Consigne:
D'après le texte sur Arno Bertina, combien de séjours a-t-il faits en République du Congo entre 2014 et 2017 ?

Texte fourni:
•••••

Né en 1975, Arno Bertina est un collaborateur régulier de revues, notamment « Inculte », il a consacré plusieurs études à des écrivains contemporains et écrit de nombreuses fictions radiophoniques.
Entre 2014 et 2017, Arno Bertina effectue cinq séjours en République du Congo à Pointe-Noire et Brazzaville. Invité par ASI (Actions de solidarité internationale), il va animer des ateliers d’écriture et rencontrer au total une soixantaine de jeunes filles mineures qui « font la vie ».
Article paru dans l’Humanité en novembre 2015
Le dimanche 25 octobre avait lieu au Congo un référendum contre lequel la population venait de manifester le jeudi 22. Le bilan officiel de la répression (trois morts à Brazzaville, un seul à Pointe-Noire) diffère comme toujours de ce qui se dit dans la rue alors dans l’avion j’explore mentalement ce fossé. On n’est plus habitué à cette violence, en Europe, où tout est sous contrôle, où l’on ne meurt pas souvent parce qu’on a décidé de descendre dans la rue.

•••••

[Enregistrements d'étiquetage de lieux]
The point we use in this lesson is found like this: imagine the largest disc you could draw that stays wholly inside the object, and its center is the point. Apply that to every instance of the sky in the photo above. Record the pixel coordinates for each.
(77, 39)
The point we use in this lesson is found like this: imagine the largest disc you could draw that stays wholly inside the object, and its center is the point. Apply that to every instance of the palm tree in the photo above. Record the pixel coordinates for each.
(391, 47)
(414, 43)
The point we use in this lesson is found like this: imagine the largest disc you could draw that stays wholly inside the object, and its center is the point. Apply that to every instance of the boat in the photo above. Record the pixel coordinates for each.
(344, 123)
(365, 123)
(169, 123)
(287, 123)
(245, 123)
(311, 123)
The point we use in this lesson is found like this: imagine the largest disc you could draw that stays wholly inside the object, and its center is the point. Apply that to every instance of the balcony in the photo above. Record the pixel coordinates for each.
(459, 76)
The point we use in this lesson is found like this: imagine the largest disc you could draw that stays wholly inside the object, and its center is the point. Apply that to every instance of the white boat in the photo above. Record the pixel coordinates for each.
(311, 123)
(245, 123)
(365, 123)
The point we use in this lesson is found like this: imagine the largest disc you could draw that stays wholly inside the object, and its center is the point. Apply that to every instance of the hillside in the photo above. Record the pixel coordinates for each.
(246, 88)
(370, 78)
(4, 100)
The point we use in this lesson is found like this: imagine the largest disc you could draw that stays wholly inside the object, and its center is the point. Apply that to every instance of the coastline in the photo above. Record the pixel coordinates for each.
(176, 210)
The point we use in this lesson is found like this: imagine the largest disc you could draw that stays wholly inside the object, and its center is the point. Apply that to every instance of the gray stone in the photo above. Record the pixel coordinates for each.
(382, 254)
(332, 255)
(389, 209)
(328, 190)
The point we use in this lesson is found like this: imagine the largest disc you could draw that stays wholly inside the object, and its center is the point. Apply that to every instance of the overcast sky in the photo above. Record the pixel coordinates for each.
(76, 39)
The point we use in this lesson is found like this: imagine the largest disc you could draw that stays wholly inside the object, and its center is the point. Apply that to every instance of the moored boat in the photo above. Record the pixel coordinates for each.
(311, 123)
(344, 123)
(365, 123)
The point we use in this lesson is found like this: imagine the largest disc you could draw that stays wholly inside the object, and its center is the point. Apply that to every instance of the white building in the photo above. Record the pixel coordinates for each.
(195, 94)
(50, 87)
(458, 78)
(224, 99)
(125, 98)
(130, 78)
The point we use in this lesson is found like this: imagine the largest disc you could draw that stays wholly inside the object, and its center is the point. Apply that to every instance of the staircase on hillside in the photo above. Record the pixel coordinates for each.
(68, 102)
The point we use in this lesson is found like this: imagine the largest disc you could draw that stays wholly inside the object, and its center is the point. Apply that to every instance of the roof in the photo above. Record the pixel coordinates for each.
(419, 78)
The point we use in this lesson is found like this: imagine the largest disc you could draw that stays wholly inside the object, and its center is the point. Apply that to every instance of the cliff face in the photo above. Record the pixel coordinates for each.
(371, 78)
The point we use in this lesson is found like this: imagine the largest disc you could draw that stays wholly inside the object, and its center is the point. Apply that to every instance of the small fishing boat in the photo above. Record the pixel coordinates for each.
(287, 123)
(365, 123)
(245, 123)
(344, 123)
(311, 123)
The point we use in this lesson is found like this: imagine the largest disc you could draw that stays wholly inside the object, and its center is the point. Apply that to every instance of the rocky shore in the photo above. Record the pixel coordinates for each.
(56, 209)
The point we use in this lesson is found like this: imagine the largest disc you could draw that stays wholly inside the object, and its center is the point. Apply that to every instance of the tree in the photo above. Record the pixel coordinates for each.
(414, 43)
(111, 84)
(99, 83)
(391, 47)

•••••

Réponse attendue:
Cinq séjours, à Pointe-Noire et Brazzaville.